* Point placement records
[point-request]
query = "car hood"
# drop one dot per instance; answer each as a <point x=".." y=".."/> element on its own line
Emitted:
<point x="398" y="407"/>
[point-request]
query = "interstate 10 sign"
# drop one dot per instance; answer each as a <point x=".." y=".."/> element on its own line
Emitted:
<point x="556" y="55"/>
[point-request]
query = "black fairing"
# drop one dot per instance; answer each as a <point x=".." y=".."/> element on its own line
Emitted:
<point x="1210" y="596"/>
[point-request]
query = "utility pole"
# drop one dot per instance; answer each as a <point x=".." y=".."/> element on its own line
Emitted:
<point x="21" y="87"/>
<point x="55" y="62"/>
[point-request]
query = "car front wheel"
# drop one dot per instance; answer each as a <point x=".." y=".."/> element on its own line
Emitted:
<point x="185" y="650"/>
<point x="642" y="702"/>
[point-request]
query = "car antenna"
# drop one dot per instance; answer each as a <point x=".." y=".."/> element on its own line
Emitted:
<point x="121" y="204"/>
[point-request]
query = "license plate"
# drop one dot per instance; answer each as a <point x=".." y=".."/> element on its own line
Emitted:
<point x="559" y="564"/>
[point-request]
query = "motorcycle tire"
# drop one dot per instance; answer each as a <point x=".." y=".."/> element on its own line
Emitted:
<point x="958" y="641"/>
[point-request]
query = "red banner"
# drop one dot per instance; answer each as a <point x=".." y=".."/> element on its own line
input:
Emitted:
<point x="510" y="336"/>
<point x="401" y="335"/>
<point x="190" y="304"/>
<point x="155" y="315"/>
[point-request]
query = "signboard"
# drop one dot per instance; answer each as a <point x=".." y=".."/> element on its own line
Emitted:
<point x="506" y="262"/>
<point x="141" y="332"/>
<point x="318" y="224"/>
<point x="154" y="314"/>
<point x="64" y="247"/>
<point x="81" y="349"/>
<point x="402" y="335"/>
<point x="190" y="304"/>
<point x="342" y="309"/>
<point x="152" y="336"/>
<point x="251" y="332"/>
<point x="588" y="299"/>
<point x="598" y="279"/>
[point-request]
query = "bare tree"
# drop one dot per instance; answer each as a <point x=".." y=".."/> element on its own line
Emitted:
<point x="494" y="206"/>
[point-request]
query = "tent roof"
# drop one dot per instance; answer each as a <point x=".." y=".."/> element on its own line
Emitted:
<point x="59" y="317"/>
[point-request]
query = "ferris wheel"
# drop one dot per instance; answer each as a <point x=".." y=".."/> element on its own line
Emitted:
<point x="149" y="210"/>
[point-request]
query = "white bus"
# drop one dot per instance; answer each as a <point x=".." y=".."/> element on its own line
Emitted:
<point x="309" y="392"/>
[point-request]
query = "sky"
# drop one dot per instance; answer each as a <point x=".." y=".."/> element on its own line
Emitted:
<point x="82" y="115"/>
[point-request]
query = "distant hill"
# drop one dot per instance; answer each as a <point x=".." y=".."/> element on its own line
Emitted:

* Exercise goal
Copy the data above in full, character for character.

* Solution for this exercise
[point-request]
query = "car hood"
# drop one dot per instance; answer each as a <point x=".." y=".."/> element on its own line
Emitted:
<point x="398" y="407"/>
[point-request]
query = "interstate 10 sign"
# drop one dot per instance; answer each as a <point x=".." y=".."/> element on its own line
Emitted:
<point x="556" y="55"/>
[point-request]
query = "black fairing"
# drop one dot per instance; answer each as a <point x=".." y=".."/> element on its own line
Emitted:
<point x="1210" y="596"/>
[point-request]
query = "utility pole"
# drop one dot per instance; answer each as a <point x=".." y=".."/> element on its own line
Emitted:
<point x="21" y="87"/>
<point x="55" y="62"/>
[point-request]
query = "car front wheel"
# drop one dot per instance; answer each as a <point x=".." y=".."/> element on its own line
Emitted:
<point x="185" y="650"/>
<point x="642" y="702"/>
[point-request]
query = "car antenna"
# drop one dot per instance; answer each as a <point x=".." y=".."/> element on its own line
Emitted:
<point x="121" y="204"/>
[point-request]
query = "license plate"
# drop one dot per instance; answer each as a <point x=".." y=".."/> element on its own line
Emitted:
<point x="559" y="564"/>
[point-request]
query = "motorcycle tire"
# drop one dot per instance; answer each as a <point x=".." y=".."/> element on its own line
Emitted:
<point x="958" y="641"/>
[point-request]
query = "red banner"
# drop one dot per instance; answer each as a <point x=".." y=".."/> element on its own line
input:
Emitted:
<point x="510" y="336"/>
<point x="401" y="335"/>
<point x="190" y="304"/>
<point x="155" y="315"/>
[point-request]
query = "signboard"
# drop one dot per instance; answer each as a <point x=".." y=".."/> element on its own line
Emitted:
<point x="506" y="262"/>
<point x="141" y="332"/>
<point x="318" y="224"/>
<point x="154" y="314"/>
<point x="64" y="247"/>
<point x="81" y="349"/>
<point x="402" y="335"/>
<point x="190" y="304"/>
<point x="342" y="309"/>
<point x="152" y="336"/>
<point x="251" y="332"/>
<point x="588" y="299"/>
<point x="598" y="279"/>
[point-request]
query = "bare tree"
# drop one dot per instance; answer each as a <point x=".." y=".."/> element on its own line
Emitted:
<point x="494" y="206"/>
[point-request]
query = "tent roof"
# drop one dot per instance; answer each as a <point x=".." y=".."/> element on its own line
Emitted:
<point x="59" y="317"/>
[point-request]
query = "ferris wheel"
# drop one dot per instance; answer each as a <point x=".." y=".."/> element on its own line
Emitted:
<point x="149" y="210"/>
[point-request]
query = "white bus"
# drop one dot per instance; answer each as a <point x=".." y=".."/> element on its own line
Emitted:
<point x="309" y="392"/>
[point-request]
query = "sky"
# drop one dot per instance; answer each as a <point x=".." y=".."/> element on its own line
Emitted:
<point x="82" y="115"/>
[point-request]
query = "distant hill"
# drop one dot per instance; answer each as a <point x=".." y=".."/> element on its own line
Emitted:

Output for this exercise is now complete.